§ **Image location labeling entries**
* * *

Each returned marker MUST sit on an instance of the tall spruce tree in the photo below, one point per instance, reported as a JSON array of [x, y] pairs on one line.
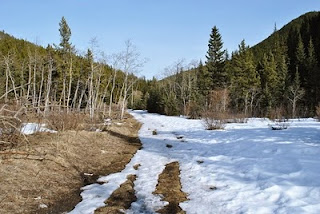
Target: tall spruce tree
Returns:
[[216, 61], [244, 80]]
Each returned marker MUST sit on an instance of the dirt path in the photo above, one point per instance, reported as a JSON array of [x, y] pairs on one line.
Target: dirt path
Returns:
[[169, 186]]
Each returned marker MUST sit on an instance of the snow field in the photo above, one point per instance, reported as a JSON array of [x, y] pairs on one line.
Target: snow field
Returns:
[[246, 168]]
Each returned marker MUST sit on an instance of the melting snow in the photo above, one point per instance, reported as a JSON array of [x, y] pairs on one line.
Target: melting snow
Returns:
[[254, 169]]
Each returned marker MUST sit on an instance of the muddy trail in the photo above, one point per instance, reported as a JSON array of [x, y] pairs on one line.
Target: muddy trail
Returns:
[[168, 187]]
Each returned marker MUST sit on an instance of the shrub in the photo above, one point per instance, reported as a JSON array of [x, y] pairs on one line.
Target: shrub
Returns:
[[213, 120], [10, 126]]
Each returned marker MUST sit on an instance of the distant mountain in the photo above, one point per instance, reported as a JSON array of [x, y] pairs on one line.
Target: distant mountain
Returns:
[[307, 25]]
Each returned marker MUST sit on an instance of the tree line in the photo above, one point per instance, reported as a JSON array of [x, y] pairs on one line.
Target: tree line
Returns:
[[280, 77], [57, 78]]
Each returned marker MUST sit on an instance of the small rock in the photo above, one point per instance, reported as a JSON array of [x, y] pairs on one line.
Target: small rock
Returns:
[[213, 188], [42, 206], [136, 167]]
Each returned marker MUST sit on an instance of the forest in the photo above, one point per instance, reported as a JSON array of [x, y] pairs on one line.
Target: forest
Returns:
[[276, 78]]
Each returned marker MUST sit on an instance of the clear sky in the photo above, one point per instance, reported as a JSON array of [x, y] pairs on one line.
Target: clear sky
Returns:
[[164, 31]]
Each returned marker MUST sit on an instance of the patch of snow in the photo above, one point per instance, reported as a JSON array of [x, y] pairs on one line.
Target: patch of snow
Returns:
[[42, 206], [245, 168]]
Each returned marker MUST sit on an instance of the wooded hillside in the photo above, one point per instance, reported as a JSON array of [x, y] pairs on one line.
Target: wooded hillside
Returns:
[[279, 77], [59, 78]]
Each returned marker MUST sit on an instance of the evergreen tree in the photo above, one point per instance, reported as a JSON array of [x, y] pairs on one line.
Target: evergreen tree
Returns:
[[244, 80], [300, 60], [65, 34], [269, 82], [216, 61], [312, 78], [203, 80]]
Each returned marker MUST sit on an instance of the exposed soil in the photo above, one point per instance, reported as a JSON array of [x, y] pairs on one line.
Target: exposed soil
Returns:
[[121, 198], [46, 176], [169, 186]]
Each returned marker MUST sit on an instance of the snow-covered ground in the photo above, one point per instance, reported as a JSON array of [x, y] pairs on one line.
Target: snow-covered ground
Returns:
[[254, 169]]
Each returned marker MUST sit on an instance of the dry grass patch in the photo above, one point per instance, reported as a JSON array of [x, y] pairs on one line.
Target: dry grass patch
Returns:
[[52, 169]]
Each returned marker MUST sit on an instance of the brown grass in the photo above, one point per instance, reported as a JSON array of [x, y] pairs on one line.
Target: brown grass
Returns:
[[169, 186], [51, 170], [214, 120]]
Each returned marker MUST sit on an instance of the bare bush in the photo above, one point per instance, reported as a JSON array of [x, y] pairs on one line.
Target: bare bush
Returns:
[[278, 113], [10, 126], [213, 120], [236, 118]]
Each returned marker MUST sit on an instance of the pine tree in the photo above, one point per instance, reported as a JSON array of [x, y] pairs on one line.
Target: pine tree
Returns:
[[244, 80], [269, 82], [295, 93], [300, 60], [312, 78], [65, 34], [203, 80], [216, 61]]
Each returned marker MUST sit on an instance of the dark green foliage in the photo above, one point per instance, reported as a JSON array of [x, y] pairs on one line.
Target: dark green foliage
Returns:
[[216, 61], [245, 81]]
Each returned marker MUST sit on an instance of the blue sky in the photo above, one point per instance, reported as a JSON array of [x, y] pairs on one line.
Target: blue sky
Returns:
[[164, 31]]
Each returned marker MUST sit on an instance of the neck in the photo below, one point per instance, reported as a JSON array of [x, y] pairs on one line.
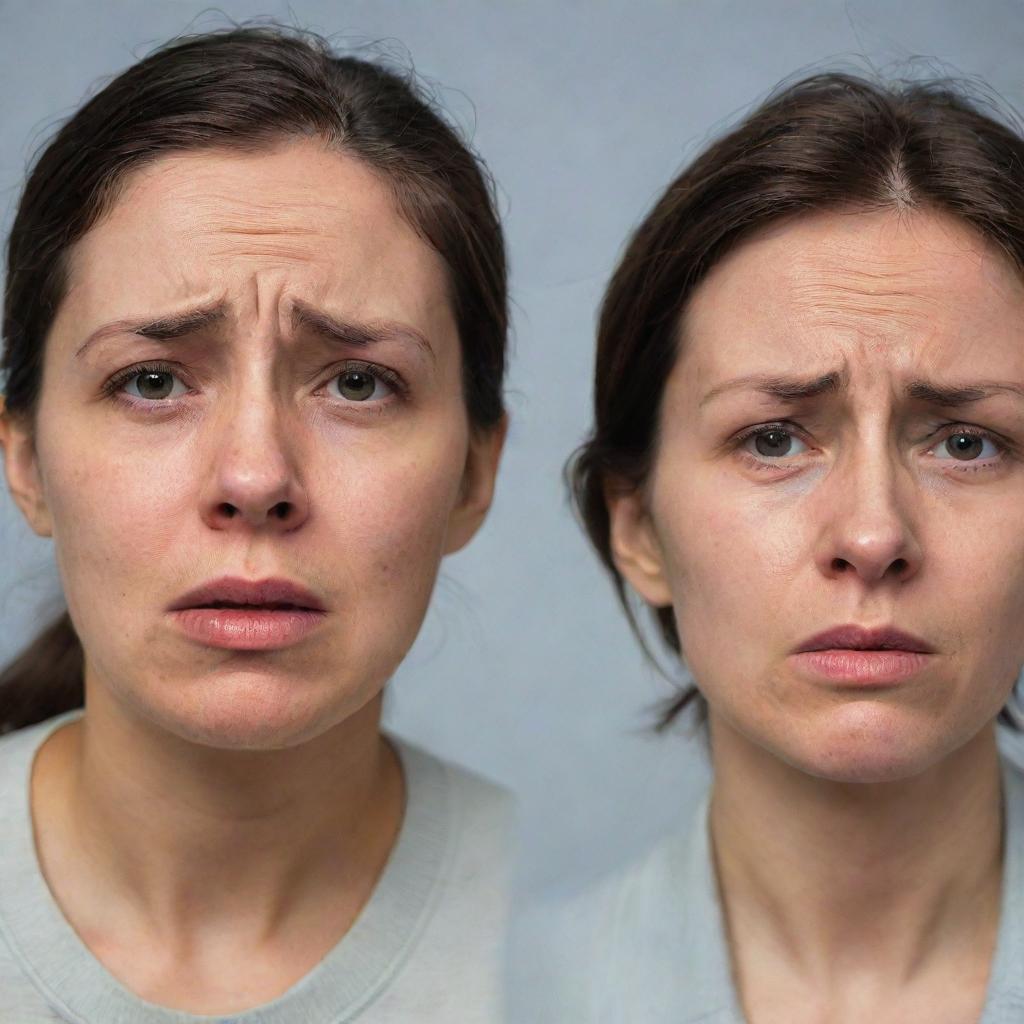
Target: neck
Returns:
[[825, 880], [187, 839]]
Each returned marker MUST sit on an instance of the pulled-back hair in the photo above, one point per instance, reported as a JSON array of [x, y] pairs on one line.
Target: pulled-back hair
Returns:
[[248, 89], [824, 142]]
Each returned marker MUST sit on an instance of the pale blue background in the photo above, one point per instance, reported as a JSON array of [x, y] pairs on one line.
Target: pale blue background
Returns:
[[525, 670]]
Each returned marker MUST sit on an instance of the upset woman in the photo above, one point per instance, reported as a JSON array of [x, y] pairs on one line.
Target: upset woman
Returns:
[[254, 342], [808, 461]]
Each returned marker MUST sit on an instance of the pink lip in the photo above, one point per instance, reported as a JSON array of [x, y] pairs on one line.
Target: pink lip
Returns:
[[862, 668], [247, 629], [238, 591], [282, 613], [853, 637]]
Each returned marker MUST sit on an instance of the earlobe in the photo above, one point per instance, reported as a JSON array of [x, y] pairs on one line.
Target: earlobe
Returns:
[[22, 473], [477, 488], [635, 548]]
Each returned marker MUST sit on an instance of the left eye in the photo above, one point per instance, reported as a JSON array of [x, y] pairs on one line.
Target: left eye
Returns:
[[965, 446], [360, 385]]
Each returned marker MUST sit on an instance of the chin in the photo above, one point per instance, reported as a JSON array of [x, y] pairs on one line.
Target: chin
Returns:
[[866, 741], [255, 712]]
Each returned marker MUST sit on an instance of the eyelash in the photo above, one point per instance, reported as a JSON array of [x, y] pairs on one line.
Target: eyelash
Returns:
[[950, 430], [112, 389]]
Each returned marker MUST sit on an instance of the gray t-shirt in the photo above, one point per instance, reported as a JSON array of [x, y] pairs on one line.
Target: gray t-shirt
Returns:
[[646, 943], [426, 947]]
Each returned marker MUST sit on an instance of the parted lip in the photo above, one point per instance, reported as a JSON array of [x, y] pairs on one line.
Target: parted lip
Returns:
[[854, 637], [233, 590]]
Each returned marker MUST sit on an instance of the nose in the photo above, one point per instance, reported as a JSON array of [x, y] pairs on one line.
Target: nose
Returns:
[[867, 528], [252, 481]]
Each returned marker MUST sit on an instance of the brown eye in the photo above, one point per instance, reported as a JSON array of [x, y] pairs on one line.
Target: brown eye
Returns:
[[360, 385], [965, 446], [773, 442], [152, 385]]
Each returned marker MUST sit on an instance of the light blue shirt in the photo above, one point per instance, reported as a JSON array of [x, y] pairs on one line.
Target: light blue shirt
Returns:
[[647, 944]]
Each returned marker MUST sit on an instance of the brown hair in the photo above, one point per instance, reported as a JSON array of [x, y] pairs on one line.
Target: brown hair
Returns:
[[829, 140], [244, 88]]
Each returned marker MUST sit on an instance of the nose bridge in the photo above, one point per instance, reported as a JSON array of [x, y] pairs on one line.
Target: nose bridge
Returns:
[[253, 474], [869, 528]]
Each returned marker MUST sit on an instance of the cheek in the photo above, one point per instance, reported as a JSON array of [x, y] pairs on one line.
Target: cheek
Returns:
[[732, 559]]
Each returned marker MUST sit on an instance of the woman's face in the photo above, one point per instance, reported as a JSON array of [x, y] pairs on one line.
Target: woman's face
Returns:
[[872, 500], [301, 417]]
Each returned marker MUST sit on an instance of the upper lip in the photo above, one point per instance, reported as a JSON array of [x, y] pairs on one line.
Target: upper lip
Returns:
[[236, 590], [858, 638]]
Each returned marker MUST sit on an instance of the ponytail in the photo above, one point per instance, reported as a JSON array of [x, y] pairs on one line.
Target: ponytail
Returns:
[[46, 679]]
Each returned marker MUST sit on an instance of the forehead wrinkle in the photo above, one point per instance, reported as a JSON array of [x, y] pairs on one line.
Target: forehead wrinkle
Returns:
[[848, 304]]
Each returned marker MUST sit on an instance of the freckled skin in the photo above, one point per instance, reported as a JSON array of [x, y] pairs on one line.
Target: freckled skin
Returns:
[[868, 519], [135, 503]]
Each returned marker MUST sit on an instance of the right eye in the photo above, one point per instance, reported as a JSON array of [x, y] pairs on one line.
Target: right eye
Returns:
[[770, 442], [144, 384]]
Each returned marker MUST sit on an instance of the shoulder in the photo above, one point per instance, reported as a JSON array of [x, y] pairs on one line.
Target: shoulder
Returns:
[[574, 946], [17, 750], [480, 814]]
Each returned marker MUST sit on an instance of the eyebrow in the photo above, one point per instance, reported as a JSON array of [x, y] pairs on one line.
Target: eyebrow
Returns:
[[797, 388], [165, 328], [173, 326], [361, 334]]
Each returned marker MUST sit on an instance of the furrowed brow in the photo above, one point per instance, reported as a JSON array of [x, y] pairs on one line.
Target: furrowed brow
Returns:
[[162, 329], [357, 334], [783, 388], [954, 395], [930, 392]]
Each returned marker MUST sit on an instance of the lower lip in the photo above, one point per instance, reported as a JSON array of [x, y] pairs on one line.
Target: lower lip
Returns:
[[241, 629], [863, 668]]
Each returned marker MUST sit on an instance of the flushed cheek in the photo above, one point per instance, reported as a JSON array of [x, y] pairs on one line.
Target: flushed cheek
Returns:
[[731, 560]]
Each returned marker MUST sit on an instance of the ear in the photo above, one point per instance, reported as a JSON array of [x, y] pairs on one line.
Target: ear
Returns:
[[477, 488], [22, 471], [635, 547]]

* * *

§ **Given exercise**
Put the material's lines from the line with "Each returned marker MUST sit on an instance of the evergreen" up to and including the line with "[[169, 186], [51, 170], [214, 120]]" into a numbered list, skipping any blank lines.

§ **Solved problem**
1. Each returned marker MUST sit on an instance of the evergreen tree in the photo above, one point per instance, reported as a JSON array of [x, y] pairs on one line.
2. Target: evergreen tree
3. Returns:
4. [[244, 80], [300, 60], [65, 34], [269, 82], [216, 61], [312, 78], [203, 80]]
5. Each returned marker MUST sit on an instance of the exposed soil in the photo above, one point per instance, reported as a JSON array of [x, y] pairs on one line.
6. Target: exposed soil
7. Returns:
8. [[121, 198], [46, 176], [169, 186]]
9. Each returned marker MUST sit on an instance of the snow-covered ground in the photo above, one point per instance, reported as a JSON array of [x, y] pairs on one line.
10. Target: snow-covered ground
11. Returns:
12. [[254, 169]]
13. Each returned marker MUST sit on an instance of the dry grass patch in the photo above, one point per instance, reported as a JSON array of [x, y] pairs on one line.
14. Target: dry grass patch
15. Returns:
16. [[52, 169]]
17. Each returned marker MUST sit on an instance of the brown grass in the photo above, one point per instance, reported as a JSON array of [x, y] pairs on one line.
18. Target: brown grass
19. Returns:
20. [[169, 186], [51, 170], [214, 120]]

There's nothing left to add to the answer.